## Your task:
From the line with "target | chocolate chip" down to the final line of the material below, quote every line exactly and leave out all lines before it.

## Stored records:
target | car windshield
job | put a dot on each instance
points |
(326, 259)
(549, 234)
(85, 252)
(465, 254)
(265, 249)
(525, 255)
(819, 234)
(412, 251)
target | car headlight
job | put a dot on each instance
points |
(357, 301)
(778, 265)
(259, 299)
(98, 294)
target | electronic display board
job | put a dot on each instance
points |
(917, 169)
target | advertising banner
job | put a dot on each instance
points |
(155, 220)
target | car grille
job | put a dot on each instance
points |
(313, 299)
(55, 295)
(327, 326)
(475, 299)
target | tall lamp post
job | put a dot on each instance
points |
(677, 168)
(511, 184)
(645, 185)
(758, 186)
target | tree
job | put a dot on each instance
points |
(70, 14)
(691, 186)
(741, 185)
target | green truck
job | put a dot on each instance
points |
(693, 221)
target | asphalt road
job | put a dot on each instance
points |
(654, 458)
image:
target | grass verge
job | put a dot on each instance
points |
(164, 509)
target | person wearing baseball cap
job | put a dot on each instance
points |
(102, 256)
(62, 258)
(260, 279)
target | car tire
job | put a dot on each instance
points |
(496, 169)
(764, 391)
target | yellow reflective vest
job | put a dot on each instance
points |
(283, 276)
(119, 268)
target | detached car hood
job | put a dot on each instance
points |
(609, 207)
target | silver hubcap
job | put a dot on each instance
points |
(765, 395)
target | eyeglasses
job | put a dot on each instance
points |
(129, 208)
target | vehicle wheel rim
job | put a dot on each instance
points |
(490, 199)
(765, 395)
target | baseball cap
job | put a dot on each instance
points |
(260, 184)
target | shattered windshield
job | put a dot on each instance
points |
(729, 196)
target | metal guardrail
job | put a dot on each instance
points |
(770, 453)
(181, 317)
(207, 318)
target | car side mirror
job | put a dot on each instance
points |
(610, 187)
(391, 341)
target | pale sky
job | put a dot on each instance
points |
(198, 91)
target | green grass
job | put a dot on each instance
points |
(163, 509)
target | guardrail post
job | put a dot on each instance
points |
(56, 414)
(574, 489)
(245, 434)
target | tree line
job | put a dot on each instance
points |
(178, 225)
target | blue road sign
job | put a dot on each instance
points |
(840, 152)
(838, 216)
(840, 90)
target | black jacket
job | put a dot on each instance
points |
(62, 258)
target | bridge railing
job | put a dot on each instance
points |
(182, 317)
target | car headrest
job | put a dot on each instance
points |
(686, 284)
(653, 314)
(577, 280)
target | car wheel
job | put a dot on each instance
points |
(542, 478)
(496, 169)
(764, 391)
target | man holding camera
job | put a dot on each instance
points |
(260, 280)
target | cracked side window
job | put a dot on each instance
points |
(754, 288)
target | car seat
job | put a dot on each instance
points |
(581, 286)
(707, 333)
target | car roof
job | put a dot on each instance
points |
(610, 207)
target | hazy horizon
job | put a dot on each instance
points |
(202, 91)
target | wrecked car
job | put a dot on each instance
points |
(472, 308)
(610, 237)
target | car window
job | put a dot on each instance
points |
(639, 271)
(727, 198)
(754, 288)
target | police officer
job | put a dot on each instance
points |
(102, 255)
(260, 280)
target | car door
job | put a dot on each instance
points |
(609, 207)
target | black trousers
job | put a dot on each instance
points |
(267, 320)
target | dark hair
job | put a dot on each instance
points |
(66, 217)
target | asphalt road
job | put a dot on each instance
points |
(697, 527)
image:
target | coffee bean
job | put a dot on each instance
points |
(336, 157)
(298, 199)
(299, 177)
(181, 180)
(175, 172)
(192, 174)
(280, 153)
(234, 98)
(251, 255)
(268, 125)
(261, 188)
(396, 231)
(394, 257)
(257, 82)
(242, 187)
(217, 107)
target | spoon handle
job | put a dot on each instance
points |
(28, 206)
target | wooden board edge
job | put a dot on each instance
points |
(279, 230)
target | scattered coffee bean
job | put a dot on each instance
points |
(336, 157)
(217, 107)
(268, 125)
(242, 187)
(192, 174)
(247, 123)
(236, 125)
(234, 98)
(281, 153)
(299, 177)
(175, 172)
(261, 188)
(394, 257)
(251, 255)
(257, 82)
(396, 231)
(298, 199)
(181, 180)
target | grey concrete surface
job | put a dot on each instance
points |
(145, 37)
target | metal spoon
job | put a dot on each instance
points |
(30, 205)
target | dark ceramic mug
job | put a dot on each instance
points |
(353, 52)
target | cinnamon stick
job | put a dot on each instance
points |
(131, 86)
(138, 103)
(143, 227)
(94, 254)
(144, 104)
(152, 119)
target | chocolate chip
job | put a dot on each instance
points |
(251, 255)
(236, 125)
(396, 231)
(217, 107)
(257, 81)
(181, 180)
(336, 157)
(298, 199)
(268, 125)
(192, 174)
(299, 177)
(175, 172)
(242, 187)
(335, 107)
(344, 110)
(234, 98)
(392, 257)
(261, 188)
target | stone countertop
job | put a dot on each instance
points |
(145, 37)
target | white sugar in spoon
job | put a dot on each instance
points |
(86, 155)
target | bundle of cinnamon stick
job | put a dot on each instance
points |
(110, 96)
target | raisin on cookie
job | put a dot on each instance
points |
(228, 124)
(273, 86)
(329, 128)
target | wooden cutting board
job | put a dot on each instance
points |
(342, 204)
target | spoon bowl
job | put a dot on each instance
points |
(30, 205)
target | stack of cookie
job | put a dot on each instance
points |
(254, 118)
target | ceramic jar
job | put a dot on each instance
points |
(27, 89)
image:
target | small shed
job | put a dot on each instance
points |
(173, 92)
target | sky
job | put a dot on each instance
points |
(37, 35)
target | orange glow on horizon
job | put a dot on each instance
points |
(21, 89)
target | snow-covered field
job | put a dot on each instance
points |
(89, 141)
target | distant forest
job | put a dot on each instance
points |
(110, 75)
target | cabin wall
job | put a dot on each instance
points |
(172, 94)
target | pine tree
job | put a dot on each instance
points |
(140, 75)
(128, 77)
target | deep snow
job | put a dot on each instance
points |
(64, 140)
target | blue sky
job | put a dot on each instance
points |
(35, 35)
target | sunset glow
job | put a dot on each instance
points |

## Completed task:
target | chocolate chip
job | put a dot on each instance
points |
(251, 255)
(236, 125)
(396, 231)
(217, 107)
(257, 81)
(181, 180)
(336, 157)
(298, 199)
(268, 125)
(192, 174)
(299, 177)
(175, 172)
(242, 187)
(335, 107)
(344, 110)
(234, 98)
(392, 257)
(261, 188)
target | stone countertop
job | put a dot on each instance
points |
(145, 37)
target | white sugar in spoon
job | put a dot on each instance
points |
(86, 155)
target | bundle of cinnamon stick
job | put a dot on each instance
points |
(110, 96)
target | raisin on cookie
job | put a dot on each instance
points |
(228, 124)
(273, 86)
(329, 128)
target | wooden cutting board
job | put a dot on each instance
points |
(342, 204)
target | spoon bowl
job | put a dot on each instance
points |
(30, 205)
target | stack of cookie
job | put a dot on each instance
points |
(254, 118)
target | ceramic jar
job | put a dot on each instance
points |
(27, 89)
image:
target | small shed
job | put a dot on each instance
points |
(173, 92)
target | sky
job | put a dot on each instance
points |
(37, 35)
target | orange glow on horizon
job | put a dot on each instance
points |
(21, 89)
target | snow-covered field
job | put a dot on each instance
points |
(89, 141)
target | distant forest
job | put a dot on each instance
points |
(110, 75)
target | cabin wall
job | put a dot on each instance
points |
(172, 94)
target | pine tree
job | put a dot on each instance
points |
(140, 75)
(128, 77)
target | deep snow
job | put a dot on each instance
points |
(64, 140)
target | blue sky
job | put a dot on each instance
points |
(35, 35)
target | sunset glow
job | put a dot on each instance
points |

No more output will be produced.